Directions ▸
Read the lines below, and copy any that contain the string "locate".
-------- Given information
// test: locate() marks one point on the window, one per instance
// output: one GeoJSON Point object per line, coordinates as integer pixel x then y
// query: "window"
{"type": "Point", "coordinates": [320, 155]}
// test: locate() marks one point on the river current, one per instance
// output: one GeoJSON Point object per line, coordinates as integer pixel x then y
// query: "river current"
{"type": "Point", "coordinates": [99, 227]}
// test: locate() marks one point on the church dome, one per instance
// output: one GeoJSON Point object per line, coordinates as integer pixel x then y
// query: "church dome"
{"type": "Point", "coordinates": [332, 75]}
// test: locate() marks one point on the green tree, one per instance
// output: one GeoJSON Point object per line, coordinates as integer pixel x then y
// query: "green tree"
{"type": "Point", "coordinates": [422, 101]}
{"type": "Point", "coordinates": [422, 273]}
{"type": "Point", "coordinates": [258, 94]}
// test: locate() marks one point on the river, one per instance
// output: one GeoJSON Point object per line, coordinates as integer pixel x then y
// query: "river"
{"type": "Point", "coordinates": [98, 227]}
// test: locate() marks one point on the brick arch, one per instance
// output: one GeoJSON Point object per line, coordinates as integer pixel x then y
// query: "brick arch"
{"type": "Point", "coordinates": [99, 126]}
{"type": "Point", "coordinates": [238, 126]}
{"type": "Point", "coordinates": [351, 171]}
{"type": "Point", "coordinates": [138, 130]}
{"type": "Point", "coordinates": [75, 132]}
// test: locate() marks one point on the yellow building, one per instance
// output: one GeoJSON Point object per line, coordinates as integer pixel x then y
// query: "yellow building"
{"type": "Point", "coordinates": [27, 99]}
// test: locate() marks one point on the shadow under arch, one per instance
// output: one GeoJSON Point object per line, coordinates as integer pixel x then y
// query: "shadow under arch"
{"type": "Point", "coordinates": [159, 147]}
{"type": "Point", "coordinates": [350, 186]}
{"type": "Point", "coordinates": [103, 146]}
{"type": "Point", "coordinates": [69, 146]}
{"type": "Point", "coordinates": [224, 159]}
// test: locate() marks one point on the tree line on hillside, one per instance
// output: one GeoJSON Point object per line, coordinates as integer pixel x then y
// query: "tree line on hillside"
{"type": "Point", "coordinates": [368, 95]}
----------------
Problem solution ▸
// test: locate() marks one point on the window, one per instance
// test: locate() marks one point on the river current, one per instance
// test: locate() marks one point on the church dome, one per instance
// test: locate() marks one point on the green tree, one per instance
// test: locate() marks one point on the river, one per instance
// test: locate() marks one point on the brick arch, one per instance
// test: locate() marks one point on the yellow building, one per instance
// test: locate() marks one point on the shadow under arch, one per instance
// test: locate() marks one point on the tree line on hillside, one per instance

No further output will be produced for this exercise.